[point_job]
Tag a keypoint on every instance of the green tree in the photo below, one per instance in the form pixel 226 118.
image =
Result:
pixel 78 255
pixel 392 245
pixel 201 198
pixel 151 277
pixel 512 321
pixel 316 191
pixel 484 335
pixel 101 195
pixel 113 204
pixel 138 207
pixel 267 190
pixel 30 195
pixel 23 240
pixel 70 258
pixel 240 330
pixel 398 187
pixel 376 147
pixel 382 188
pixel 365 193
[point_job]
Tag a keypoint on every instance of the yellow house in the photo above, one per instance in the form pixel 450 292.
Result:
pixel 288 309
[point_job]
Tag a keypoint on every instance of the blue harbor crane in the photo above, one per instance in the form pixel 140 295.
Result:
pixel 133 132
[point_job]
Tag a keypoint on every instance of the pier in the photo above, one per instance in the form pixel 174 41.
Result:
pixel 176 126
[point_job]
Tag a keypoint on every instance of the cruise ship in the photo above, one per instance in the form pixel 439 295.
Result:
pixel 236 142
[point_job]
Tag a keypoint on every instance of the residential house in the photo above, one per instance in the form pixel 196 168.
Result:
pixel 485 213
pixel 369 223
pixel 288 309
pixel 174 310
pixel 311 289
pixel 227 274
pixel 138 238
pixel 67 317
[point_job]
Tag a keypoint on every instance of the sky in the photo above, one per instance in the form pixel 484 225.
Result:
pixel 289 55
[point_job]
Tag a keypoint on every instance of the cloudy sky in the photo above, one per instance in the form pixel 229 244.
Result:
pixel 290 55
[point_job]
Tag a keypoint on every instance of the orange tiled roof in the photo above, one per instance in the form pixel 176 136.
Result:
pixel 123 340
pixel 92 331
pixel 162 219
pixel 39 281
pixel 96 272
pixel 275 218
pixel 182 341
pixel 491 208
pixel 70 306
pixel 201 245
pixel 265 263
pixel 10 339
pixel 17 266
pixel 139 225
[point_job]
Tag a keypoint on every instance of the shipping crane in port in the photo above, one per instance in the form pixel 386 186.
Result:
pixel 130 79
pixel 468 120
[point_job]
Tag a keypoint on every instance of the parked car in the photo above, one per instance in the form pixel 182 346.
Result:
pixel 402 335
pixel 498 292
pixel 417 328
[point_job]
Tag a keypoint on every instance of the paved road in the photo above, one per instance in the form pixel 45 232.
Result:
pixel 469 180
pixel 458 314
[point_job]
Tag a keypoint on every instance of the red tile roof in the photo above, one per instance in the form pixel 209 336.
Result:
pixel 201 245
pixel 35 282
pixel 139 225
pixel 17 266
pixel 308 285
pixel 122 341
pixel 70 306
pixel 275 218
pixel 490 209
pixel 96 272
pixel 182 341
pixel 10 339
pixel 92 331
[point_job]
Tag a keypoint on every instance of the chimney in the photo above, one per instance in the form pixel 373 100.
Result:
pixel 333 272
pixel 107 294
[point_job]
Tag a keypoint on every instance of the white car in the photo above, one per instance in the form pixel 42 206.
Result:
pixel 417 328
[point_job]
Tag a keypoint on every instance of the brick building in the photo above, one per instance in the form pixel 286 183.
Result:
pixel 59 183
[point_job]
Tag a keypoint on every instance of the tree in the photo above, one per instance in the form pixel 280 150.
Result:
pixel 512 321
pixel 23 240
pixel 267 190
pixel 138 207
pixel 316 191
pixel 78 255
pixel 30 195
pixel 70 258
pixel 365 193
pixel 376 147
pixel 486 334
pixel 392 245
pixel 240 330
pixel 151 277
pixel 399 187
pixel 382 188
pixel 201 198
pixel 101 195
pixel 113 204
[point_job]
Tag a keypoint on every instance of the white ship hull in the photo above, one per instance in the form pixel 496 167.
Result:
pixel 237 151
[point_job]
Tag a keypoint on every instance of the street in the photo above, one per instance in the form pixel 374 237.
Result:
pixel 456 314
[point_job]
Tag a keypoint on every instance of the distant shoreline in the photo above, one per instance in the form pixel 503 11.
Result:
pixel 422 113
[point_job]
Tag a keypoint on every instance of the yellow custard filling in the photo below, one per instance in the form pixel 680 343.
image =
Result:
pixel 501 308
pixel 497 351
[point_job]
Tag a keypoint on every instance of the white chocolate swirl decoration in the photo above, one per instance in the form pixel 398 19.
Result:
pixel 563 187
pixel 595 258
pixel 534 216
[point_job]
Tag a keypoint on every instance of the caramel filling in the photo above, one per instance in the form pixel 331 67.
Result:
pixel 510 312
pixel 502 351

**Work to be completed:**
Give back the whole listing exactly as it reads.

**Result:**
[point_job]
Tag a keypoint on every instance of the green tree in the photo below, one per instance in the form pixel 226 118.
image =
Result:
pixel 78 255
pixel 392 245
pixel 201 198
pixel 151 277
pixel 512 321
pixel 316 191
pixel 484 335
pixel 101 195
pixel 113 204
pixel 138 207
pixel 267 190
pixel 30 195
pixel 23 240
pixel 70 258
pixel 240 330
pixel 398 187
pixel 376 147
pixel 382 188
pixel 365 193
[point_job]
Tag a keypoint on every instance of the yellow house in the photo above, one per instance in the form pixel 450 292.
Result:
pixel 288 309
[point_job]
Tag a keypoint on every instance of the blue harbor crane in the photo above, one per instance in the form pixel 140 295.
Result:
pixel 133 132
[point_job]
Tag a keypoint on every instance of the pier in the photo above, one per instance in the form pixel 174 41.
Result:
pixel 176 126
[point_job]
Tag a keypoint on every instance of the cruise ship in the photo above, one per instance in the form pixel 439 295.
Result:
pixel 236 142
[point_job]
Tag a keypoint on every instance of the residential house in the photo above, one per instance in the form pixel 196 168.
Result:
pixel 485 213
pixel 369 223
pixel 288 309
pixel 174 310
pixel 311 289
pixel 227 274
pixel 138 238
pixel 67 317
[point_job]
Tag a keypoint on every instance of the sky in the photo above, one per instance in the form pixel 484 225.
Result:
pixel 289 55
[point_job]
Tag a keypoint on every instance of the cloudy sky in the photo above, one per instance in the form pixel 229 244.
Result:
pixel 290 55
[point_job]
Tag a keypoint on every instance of the orange tiled roof in the photo above, one per instance in the form pixel 176 136.
Result:
pixel 123 340
pixel 92 331
pixel 162 219
pixel 39 281
pixel 96 272
pixel 275 218
pixel 182 341
pixel 491 208
pixel 70 306
pixel 201 245
pixel 265 263
pixel 10 339
pixel 17 266
pixel 139 225
[point_job]
Tag a keypoint on every instance of the shipping crane in port in the photo above, one per instance in the form pixel 386 186.
Result:
pixel 130 79
pixel 468 120
[point_job]
Tag a keypoint on every instance of the parked car in the photo above, one per instance in the form pixel 182 346.
Result:
pixel 402 335
pixel 498 292
pixel 417 328
[point_job]
Tag a keypoint on every instance of the paved road in the photo above, one per instance in the form pixel 45 232.
Result:
pixel 469 180
pixel 458 314
[point_job]
Tag a keypoint on every instance of the red tile roof in the photo above, one per instance in the form pixel 209 336.
Result:
pixel 201 245
pixel 35 282
pixel 139 225
pixel 17 266
pixel 308 285
pixel 122 341
pixel 70 306
pixel 275 218
pixel 490 209
pixel 96 272
pixel 182 341
pixel 10 339
pixel 92 331
[point_job]
Tag a keypoint on every instance of the chimney in the photo above, one per instance in the form pixel 373 100.
Result:
pixel 333 272
pixel 107 294
[point_job]
Tag a keypoint on every instance of the white car in the photo above, one per instance in the form pixel 42 206.
Result:
pixel 417 328
[point_job]
Tag a keypoint on every instance of the brick building in the photo above, one per instance in the form pixel 286 183.
Result:
pixel 59 183
[point_job]
Tag a keypoint on every instance of the tree in the photo above, one per instance in the form pixel 280 150.
Result:
pixel 512 321
pixel 23 240
pixel 267 190
pixel 138 207
pixel 316 191
pixel 78 255
pixel 30 195
pixel 70 258
pixel 365 193
pixel 376 147
pixel 486 334
pixel 392 245
pixel 240 330
pixel 151 277
pixel 399 187
pixel 382 188
pixel 201 198
pixel 101 195
pixel 113 204
[point_job]
Tag a keypoint on every instance of the white ship hull in the photo above, one per instance in the form pixel 496 167.
Result:
pixel 237 151
[point_job]
Tag a keypoint on every instance of the street in the photo above, one per instance in the form pixel 374 237.
Result:
pixel 456 314
[point_job]
Tag a keypoint on every instance of the distant shoreline in the photo above, one per instance in the form pixel 503 11.
Result:
pixel 422 113
[point_job]
Tag a keypoint on every instance of the yellow custard filling in the photo below, one per instance in the form pixel 680 343.
image =
Result:
pixel 501 308
pixel 497 351
[point_job]
Tag a keypoint on every instance of the white chocolate swirl decoration in the photo above, one per instance in the form pixel 398 19.
Result:
pixel 563 187
pixel 595 258
pixel 534 216
[point_job]
Tag a keypoint on every instance of the caramel filling in the photo above, one per instance in the form pixel 331 67.
Result:
pixel 510 312
pixel 502 351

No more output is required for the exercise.